Data records: Begin
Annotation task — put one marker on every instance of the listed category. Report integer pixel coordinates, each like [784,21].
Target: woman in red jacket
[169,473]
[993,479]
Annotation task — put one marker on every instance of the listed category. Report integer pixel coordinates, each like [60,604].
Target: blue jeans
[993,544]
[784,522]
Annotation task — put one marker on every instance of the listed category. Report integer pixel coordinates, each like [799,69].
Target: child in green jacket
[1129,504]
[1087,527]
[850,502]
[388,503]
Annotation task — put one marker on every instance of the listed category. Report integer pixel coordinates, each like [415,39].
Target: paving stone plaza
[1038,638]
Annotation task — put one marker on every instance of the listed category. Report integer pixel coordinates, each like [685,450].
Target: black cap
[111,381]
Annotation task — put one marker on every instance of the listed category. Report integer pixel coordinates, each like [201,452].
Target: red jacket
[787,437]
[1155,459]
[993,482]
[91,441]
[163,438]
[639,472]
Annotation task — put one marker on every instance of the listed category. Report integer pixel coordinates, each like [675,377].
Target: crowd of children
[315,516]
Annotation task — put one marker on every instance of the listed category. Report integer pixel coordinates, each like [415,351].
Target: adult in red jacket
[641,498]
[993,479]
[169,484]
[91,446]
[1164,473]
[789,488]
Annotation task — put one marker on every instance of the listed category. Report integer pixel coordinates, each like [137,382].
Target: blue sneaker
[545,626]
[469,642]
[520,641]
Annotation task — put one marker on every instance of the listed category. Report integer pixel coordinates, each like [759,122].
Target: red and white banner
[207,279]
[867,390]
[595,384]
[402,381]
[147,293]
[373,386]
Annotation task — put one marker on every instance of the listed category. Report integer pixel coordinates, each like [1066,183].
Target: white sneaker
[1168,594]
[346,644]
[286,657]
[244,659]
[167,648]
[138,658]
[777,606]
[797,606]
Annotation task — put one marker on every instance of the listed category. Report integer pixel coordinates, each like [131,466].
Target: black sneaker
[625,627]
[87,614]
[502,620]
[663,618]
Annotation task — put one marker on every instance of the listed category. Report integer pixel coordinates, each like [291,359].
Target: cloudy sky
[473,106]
Data records: End
Look in the material above for the line with "Target: red jacket" and the line with "each like [415,351].", and transcribe exactly those lines and all lines between them, nothing more.

Target: red jacket
[787,437]
[1155,459]
[993,482]
[91,441]
[163,438]
[639,472]
Annotation task — put one marker on every instance of the listed category. Report integer pixel coordinates, each like [675,377].
Target: crowd of children
[315,516]
Annotation task — put one marker on every instance of the listed category. Report integer pixel coordinates, each like [415,351].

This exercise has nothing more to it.